Kamis, 11 Oktober 2012

PERBEDAAN BANK SYARIAH DAN BANK KONVENSIONAL


BAB I
PENDAHULUAN

A.  Latar Belakang
Tidak sedikit masyarakat umum dan bahkan kalangan intelektual terdidik yang belum memahami konsep bank syariah. Mereka beranggapan bagi hasil dan bagi hasil adalah sama dengan bunga. Mereka mengklaim, bahwa bagi hasil hanyalah nama lain dari sitem bunga. Pandangan ini juga masih terdapat di kalangan sebagian kecil ustadz yang belum memahami konsep dan operasional bagi hasil.
Dalam tulisan ini akan diuraikan setidaknya lima perbedaan mendasar antara bank syariah dan bank konvensional yakni dari segi pengertian, akad dan aspek legalitas, lembaga penyelesaian sengketa, usaha yang dibiayai dan lingkungan kerja serta corporate culture.

● Perintah 1: Menurut kutipan tentang perbedaan bank syariah dan bank konvensional, berapa banyak perbedaan mendasar yang akan diuraikan dalam tulisan tersebut?
Kutipan ini dan catatan yang ada tidak saling berhubungan.

● Catatan tersedia:

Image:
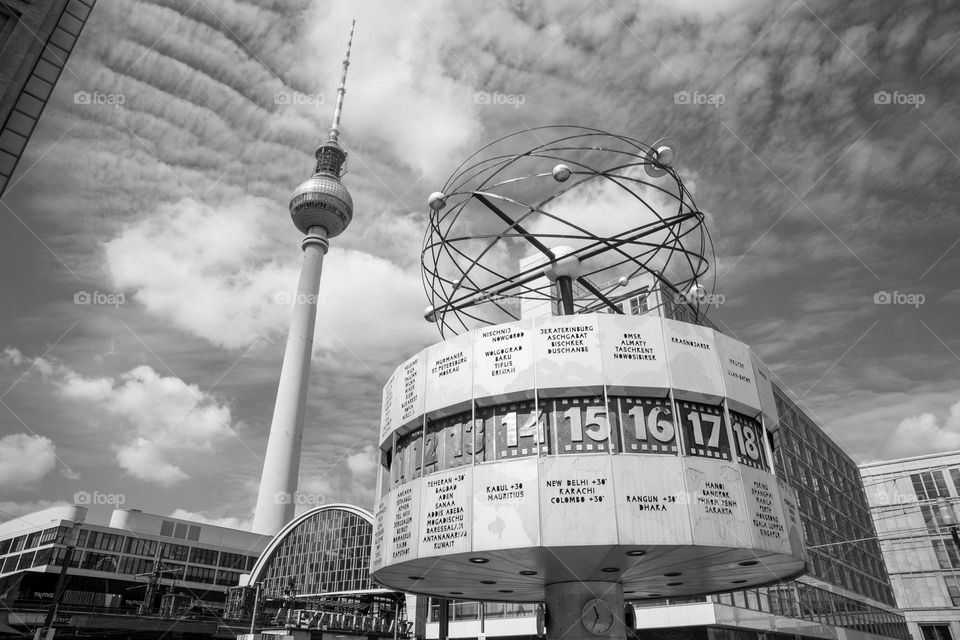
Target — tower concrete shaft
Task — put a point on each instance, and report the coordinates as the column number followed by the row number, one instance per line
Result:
column 281, row 465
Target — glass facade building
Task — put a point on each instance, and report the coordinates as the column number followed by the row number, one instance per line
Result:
column 315, row 574
column 326, row 551
column 36, row 38
column 109, row 564
column 915, row 503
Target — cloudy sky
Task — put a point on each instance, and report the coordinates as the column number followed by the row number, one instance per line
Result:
column 821, row 139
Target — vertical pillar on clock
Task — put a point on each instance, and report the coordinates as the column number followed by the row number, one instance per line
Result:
column 567, row 618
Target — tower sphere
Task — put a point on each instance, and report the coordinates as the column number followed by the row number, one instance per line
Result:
column 321, row 201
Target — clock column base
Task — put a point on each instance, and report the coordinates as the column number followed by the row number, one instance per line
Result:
column 585, row 611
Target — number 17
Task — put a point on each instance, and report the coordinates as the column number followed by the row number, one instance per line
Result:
column 713, row 421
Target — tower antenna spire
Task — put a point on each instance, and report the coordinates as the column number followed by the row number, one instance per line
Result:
column 342, row 89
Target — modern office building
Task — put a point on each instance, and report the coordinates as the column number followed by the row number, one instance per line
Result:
column 110, row 565
column 845, row 593
column 915, row 503
column 36, row 38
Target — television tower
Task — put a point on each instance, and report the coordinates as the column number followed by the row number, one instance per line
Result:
column 321, row 208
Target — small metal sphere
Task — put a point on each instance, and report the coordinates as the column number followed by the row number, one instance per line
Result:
column 666, row 155
column 437, row 200
column 696, row 292
column 565, row 266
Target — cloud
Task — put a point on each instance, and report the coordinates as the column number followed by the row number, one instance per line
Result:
column 205, row 270
column 233, row 284
column 25, row 460
column 363, row 462
column 203, row 517
column 10, row 510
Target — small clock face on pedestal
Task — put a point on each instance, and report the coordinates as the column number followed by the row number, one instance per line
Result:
column 596, row 617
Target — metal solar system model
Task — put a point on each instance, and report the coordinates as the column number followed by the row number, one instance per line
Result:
column 582, row 435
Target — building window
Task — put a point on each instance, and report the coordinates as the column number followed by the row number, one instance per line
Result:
column 637, row 305
column 175, row 551
column 232, row 560
column 936, row 517
column 135, row 565
column 953, row 587
column 140, row 547
column 200, row 555
column 929, row 485
column 935, row 632
column 947, row 554
column 228, row 578
column 200, row 574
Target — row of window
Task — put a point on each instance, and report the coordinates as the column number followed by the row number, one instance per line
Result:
column 97, row 561
column 832, row 504
column 800, row 600
column 31, row 540
column 111, row 542
column 328, row 552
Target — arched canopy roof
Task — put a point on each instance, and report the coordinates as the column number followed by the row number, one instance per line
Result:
column 309, row 525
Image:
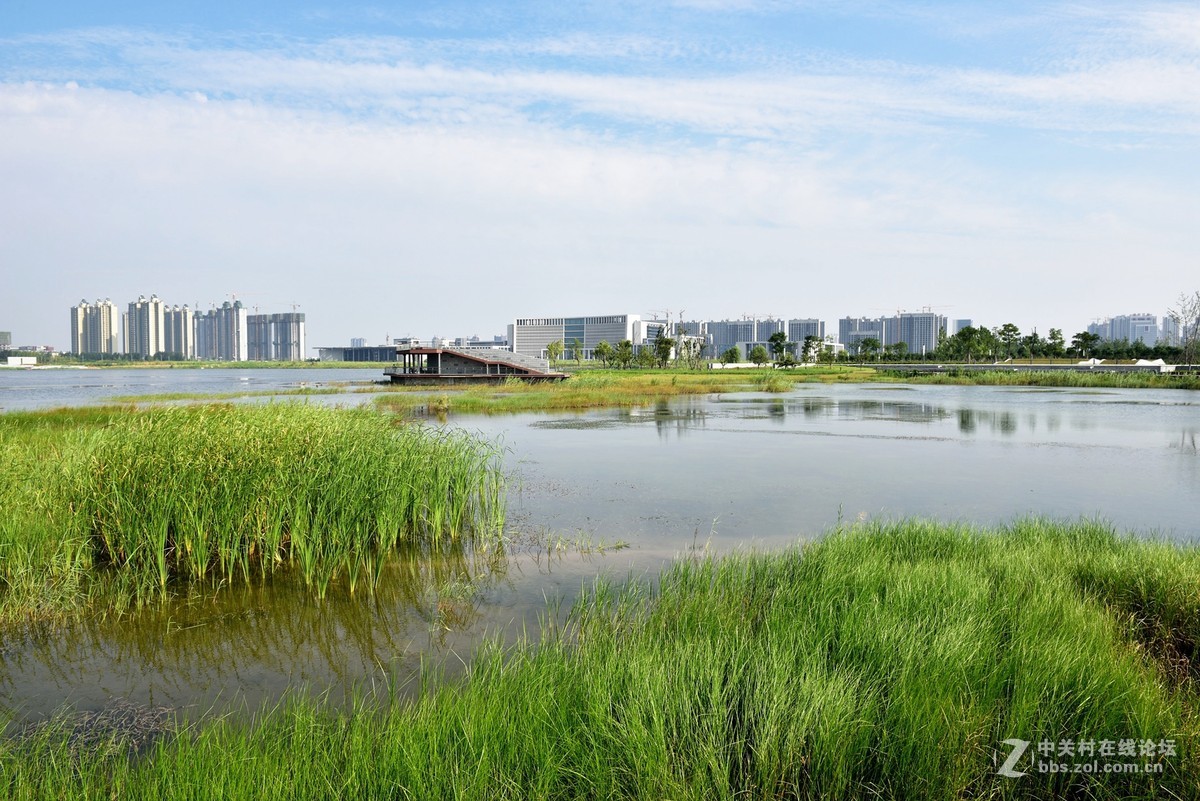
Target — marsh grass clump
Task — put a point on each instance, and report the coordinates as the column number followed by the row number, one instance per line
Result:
column 1092, row 379
column 229, row 493
column 885, row 661
column 588, row 390
column 774, row 383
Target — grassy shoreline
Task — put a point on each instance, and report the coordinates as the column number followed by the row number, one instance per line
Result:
column 120, row 504
column 883, row 661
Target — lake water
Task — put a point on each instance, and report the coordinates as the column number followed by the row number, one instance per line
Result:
column 618, row 493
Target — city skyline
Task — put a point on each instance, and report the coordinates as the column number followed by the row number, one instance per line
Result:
column 1032, row 163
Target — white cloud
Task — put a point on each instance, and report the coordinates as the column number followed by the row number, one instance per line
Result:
column 357, row 175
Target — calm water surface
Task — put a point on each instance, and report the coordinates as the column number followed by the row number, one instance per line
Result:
column 622, row 493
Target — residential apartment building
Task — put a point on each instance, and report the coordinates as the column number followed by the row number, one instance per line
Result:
column 1127, row 327
column 275, row 337
column 179, row 332
column 919, row 331
column 221, row 333
column 95, row 327
column 144, row 327
column 531, row 336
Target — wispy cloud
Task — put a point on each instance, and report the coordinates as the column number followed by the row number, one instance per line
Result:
column 228, row 158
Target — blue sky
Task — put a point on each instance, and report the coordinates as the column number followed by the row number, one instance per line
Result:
column 438, row 169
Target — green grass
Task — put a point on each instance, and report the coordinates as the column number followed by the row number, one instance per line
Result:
column 139, row 500
column 1050, row 378
column 886, row 661
column 593, row 389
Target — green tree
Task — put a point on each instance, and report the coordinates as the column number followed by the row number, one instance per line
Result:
column 811, row 348
column 1186, row 317
column 1057, row 347
column 1009, row 336
column 624, row 355
column 603, row 351
column 779, row 344
column 1084, row 342
column 663, row 348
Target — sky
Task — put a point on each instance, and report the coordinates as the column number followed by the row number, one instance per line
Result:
column 420, row 169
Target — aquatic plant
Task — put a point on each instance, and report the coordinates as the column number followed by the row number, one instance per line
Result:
column 883, row 661
column 229, row 492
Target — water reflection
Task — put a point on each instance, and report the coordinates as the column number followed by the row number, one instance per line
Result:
column 732, row 471
column 251, row 644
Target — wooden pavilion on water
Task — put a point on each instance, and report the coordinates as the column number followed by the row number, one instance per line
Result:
column 418, row 365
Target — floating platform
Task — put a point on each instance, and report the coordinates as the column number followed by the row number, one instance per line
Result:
column 467, row 366
column 1090, row 366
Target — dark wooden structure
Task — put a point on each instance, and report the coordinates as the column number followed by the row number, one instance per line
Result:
column 467, row 366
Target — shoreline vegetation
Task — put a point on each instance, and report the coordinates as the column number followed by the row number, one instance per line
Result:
column 882, row 661
column 123, row 505
column 592, row 387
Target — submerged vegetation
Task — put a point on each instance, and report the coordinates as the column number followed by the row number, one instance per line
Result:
column 887, row 661
column 222, row 493
column 595, row 389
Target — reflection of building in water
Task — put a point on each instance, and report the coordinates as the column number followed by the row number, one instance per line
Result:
column 532, row 336
column 918, row 331
column 1127, row 327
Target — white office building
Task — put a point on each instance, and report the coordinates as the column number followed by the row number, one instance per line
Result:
column 532, row 335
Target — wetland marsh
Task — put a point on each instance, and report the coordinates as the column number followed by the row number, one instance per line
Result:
column 613, row 519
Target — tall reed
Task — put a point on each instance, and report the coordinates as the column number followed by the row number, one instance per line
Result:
column 229, row 492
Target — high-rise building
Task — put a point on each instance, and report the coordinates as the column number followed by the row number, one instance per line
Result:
column 918, row 330
column 276, row 337
column 94, row 327
column 798, row 330
column 852, row 330
column 531, row 336
column 179, row 332
column 1127, row 327
column 144, row 323
column 221, row 333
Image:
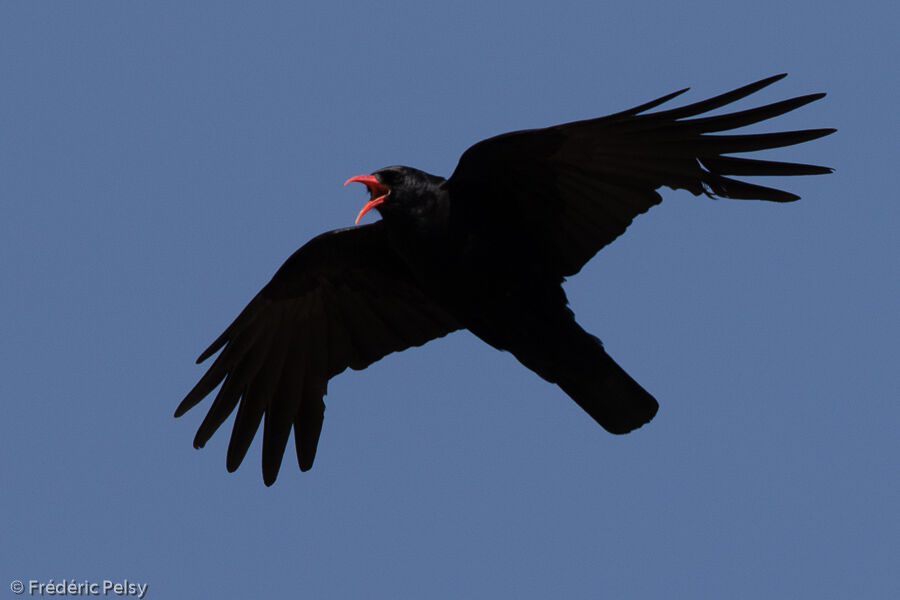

● Perintah 2: Tuliskan kembali dengan persis baris-baris catatan mulai dari baris yang memuat "Target — small metal sphere" sampai dengan baris yang memuat "column 596, row 617", termasuk kedua baris itu.

● Jawaban akhir 1: Setidaknya lima perbedaan mendasar.

● Jawaban akhir 2:
Target — small metal sphere
Task — put a point on each instance, and report the coordinates as the column number followed by the row number, one instance per line
Result:
column 666, row 155
column 437, row 200
column 696, row 292
column 565, row 266
Target — cloud
Task — put a point on each instance, and report the coordinates as the column number followed by the row number, one instance per line
Result:
column 205, row 270
column 233, row 284
column 25, row 460
column 363, row 462
column 203, row 517
column 10, row 510
Target — small clock face on pedestal
Task — put a point on each instance, and report the coordinates as the column number followed by the row number, one instance per line
Result:
column 596, row 617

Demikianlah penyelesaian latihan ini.